** Opening RECORDS SUPPLIED block **

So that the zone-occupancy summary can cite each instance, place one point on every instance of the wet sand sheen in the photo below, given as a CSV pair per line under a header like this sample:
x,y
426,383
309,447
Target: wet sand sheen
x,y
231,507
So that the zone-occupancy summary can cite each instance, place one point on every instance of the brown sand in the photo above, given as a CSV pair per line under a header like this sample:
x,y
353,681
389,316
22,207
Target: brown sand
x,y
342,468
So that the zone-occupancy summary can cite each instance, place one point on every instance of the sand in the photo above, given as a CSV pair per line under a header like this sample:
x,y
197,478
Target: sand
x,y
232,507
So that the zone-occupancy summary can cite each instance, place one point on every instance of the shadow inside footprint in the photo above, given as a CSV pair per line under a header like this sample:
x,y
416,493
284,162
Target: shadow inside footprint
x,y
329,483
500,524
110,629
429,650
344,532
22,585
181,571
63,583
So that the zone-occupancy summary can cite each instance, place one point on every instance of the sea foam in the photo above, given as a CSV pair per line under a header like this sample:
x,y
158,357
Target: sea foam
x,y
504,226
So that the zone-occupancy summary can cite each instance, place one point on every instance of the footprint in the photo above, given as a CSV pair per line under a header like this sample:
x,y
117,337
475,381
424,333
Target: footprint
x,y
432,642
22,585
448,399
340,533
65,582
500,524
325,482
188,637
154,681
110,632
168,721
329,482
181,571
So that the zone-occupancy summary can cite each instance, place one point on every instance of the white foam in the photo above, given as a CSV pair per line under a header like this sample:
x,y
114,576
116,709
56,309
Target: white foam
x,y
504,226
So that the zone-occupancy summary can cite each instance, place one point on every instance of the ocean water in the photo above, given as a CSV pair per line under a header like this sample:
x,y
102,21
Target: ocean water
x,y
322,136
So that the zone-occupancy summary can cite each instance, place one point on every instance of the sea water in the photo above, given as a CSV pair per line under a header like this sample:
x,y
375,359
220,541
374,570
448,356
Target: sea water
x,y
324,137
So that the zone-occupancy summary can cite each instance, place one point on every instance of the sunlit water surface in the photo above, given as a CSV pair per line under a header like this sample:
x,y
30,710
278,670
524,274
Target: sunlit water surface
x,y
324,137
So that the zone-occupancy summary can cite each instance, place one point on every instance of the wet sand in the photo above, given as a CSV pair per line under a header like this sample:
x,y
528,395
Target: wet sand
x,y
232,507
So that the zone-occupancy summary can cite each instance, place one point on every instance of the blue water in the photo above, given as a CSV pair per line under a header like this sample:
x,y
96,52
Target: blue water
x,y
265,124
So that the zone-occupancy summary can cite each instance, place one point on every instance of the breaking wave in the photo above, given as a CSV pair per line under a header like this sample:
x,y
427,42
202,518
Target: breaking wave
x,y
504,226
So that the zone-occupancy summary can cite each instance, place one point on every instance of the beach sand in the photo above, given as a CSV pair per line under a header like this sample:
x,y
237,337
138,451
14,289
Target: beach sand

** Closing RECORDS SUPPLIED block **

### WHAT YOU SHOULD DO
Would you set the entries down again, exactly as they were written?

### ANSWER SPACE
So that the zone-occupancy summary can cite each instance, place one point on every instance of the wet sand sheen in the photo below, given as a CSV pair per line under a header like this sample:
x,y
426,383
309,447
Target: wet sand sheen
x,y
231,507
So that the zone-occupancy summary can cite each instance, place one point on every instance of the brown sand in the photo above, given as a CSV pair per line under a header like this sample:
x,y
353,681
389,316
22,207
Target: brown sand
x,y
342,468
So that the zone-occupancy summary can cite each instance, place one point on every instance of the sand in the photo above, given as a CSV pair per line under a header like this sample:
x,y
197,478
Target: sand
x,y
232,507
So that the zone-occupancy summary can cite each instance, place one point on every instance of the shadow inside footprint in the photo above, given as a CSV pair per line under a header like this sample:
x,y
416,493
284,162
Target: shadow inside footprint
x,y
329,483
500,524
110,629
429,650
344,532
22,585
181,571
63,583
So that the zone-occupancy summary can cite each instance, place one point on every instance of the sea foam in the photo above, given as a CSV pair per line under a header like this sample:
x,y
158,357
Target: sea foam
x,y
504,226
So that the zone-occupancy summary can cite each instance, place one point on every instance of the footprint in the photo above, given as a CSV pair per line under a header like this sample:
x,y
117,337
475,381
424,333
Target: footprint
x,y
432,642
22,585
448,399
340,533
65,582
500,524
325,482
188,637
154,681
110,632
168,721
329,482
181,571
So that the zone-occupancy summary can cite each instance, place one point on every instance of the white foam in the photo above, given as a CSV pair per line under a header like this sample:
x,y
114,576
116,709
56,309
Target: white foam
x,y
504,226
So that the zone-occupancy summary can cite each instance, place one point on every instance of the ocean water in the photo above, given as a CSV pair per line under a header like this sample:
x,y
102,21
Target: ocean water
x,y
322,136
So that the zone-occupancy summary can cite each instance, place one point on every instance of the sea water in the photo above, given as a CSV pair per line under a header like this sample:
x,y
375,359
220,541
374,570
448,356
Target: sea water
x,y
324,137
So that the zone-occupancy summary can cite each instance, place one point on every instance of the sunlit water surface in the photo above, given as a CSV pair per line under a header like this sample:
x,y
30,710
278,670
524,274
Target: sunlit water surface
x,y
324,137
So that the zone-occupancy summary can cite each instance, place one point on every instance of the wet sand in the photo above, given as a CSV pair per line under a header like this sample:
x,y
528,395
Target: wet sand
x,y
232,507
So that the zone-occupancy summary can cite each instance, place one point on every instance of the blue water in the photo above, given as a CSV pair per line under a header like this sample:
x,y
96,52
Target: blue water
x,y
265,124
So that the zone-occupancy summary can cite each instance, place one point on every instance of the breaking wave in the photo above, given as a CSV pair per line under a header like this sample:
x,y
427,42
202,518
Target: breaking wave
x,y
504,226
So that the zone-occupancy summary can cite each instance, place one point on every instance of the beach sand in the photo above, given as a CSV pair per line under a header like this sample:
x,y
237,337
138,451
14,289
Target: beach sand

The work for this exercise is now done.